[Questions on the material]
• a. Answer these questions using the article on New Zealand's transport emissions, one answer per line:
(i) How much did transport emissions rise in 2025, in percentage terms?
(ii) What reduction in transport emissions by 2030 does Dr Sarah Chen say is needed to meet the country's commitments?
(iii) Which three factors do industry insiders point to behind the increase?
• b. Write the next part of the article on New Zealand's transport emissions, continuing on from its final sentence.

[Excerpted passage]
################

Environment Warning: New Zealand’s Carbon Budget Blows Out as Transport Emissions Surge 8.2%
New Zealand’s transport emissions surged 8.2% in 2025, pushing the country further off track from its 2030 climate targets. With transport accounting for nearly half of all carbon emissions, experts warn current policies are failing to deliver the transformational change needed.
Transport emissions jumped to 16.8 million tonnes of CO2 equivalent in 2025, up from 15.5 million tonnes the previous year, according to preliminary data from the Ministry for the Environment released this week. The surge represents the largest single-year increase since 2019 and puts New Zealand’s carbon budgets under severe pressure.
Transport emissions crisis by numbers
“This is a wake-up call that we can’t ignore,” says Dr Sarah Chen, climate policy analyst at Victoria University. “We need a 43% reduction in transport emissions by 2030 to meet our commitments, but we’re heading in completely the wrong direction.”

Policy Failures Drive Emissions Growth
The emissions spike comes despite the government’s Clean Car Discount scheme and public transport investments. Industry insiders point to several factors behind the increase, including record vehicle imports, continued urban sprawl, and the slow uptake of electric vehicles outside major centres.

################

[Data provided]
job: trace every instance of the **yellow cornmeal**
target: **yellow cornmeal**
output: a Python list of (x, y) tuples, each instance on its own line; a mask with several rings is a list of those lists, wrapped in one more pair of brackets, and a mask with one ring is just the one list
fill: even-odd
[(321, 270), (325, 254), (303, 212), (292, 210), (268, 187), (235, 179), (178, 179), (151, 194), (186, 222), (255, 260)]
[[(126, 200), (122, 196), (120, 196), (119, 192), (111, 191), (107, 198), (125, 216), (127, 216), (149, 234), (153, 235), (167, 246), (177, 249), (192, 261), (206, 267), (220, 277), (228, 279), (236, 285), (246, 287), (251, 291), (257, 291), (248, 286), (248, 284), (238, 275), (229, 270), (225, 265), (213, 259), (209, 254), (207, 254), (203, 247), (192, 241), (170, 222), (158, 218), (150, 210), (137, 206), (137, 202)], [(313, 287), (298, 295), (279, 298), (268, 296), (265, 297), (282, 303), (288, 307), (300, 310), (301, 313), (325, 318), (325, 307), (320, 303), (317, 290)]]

################

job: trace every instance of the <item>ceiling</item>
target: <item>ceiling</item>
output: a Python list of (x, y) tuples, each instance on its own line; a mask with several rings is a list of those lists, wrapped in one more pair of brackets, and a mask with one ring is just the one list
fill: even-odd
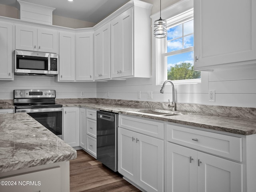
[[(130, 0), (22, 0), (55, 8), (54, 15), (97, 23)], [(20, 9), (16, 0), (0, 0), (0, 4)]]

################

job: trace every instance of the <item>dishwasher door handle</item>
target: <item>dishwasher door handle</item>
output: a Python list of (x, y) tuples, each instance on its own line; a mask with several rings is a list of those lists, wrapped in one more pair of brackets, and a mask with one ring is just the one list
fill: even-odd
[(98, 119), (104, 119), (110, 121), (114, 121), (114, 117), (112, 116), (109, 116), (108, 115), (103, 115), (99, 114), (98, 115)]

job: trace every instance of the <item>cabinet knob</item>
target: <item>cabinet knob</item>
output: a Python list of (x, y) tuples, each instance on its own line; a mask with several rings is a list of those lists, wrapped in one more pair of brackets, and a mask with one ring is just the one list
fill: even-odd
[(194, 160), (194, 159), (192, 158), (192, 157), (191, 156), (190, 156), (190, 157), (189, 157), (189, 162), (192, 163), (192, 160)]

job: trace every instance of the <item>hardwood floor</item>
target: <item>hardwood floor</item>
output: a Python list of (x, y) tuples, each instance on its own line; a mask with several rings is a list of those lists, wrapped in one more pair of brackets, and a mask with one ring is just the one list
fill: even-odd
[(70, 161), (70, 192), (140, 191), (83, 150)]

################

[Task answers]
• a.
(i) 8.2%
(ii) 43%
(iii) Record vehicle imports, continued urban sprawl, and the slow uptake of electric vehicles outside major centres

• b.
According to Reuters, the finding showed that New Zealand’s transport sector emissions growth rate was among the highest in the OECD last year, despite the country’s ambitious climate rhetoric.
“The clean car policy has been a band-aid on a broken system,” argues transport economist Dr Michael Roberts from Auckland University. “We’re still building car-dependent suburbs and wondering why people aren’t switching to public transport or cycling.”
The data reveals some stark regional disparities. While Auckland and Wellington saw modest emissions reductions thanks to improved public transport, smaller cities and rural areas drove the overall increase. Heavy freight transport, which uses predominantly diesel trucks, contributed nearly 40% of the additional emissions.
EV Rollout Hits Rural Reality
Electric vehicle adoption, touted as a silver bullet for transport emissions, continues to lag in areas outside the main centres. Just 12% of new vehicle registrations in regions like Southland and the West Coast were EVs in 2025, compared to 31% in Auckland.
“The infrastructure simply isn’t there,” explains Jane Morrison, CEO of the Automobile Association. “You can’t expect farmers in Central Otago to buy an EV when the nearest fast charger is 200 kilometres away.”
The government’s target of 30% EV sales by 2030 now looks increasingly ambitious. Current projections suggest New Zealand will hit just 18-20% by that date, based on existing policy settings and infrastructure development timelines.
Meanwhile, the aviation sector, which sits within transport emissions, saw a 15% jump as international travel rebounded to pre-pandemic levels. Domestic flights also increased significantly as businesses returned to normal travel patterns.
Industry Pushback on Tougher Measures
The emissions blowout is already sparking calls for more aggressive intervention. Some climate advocates want immediate fuel tax increases and congestion charging in major cities, while others push for stricter vehicle emission standards.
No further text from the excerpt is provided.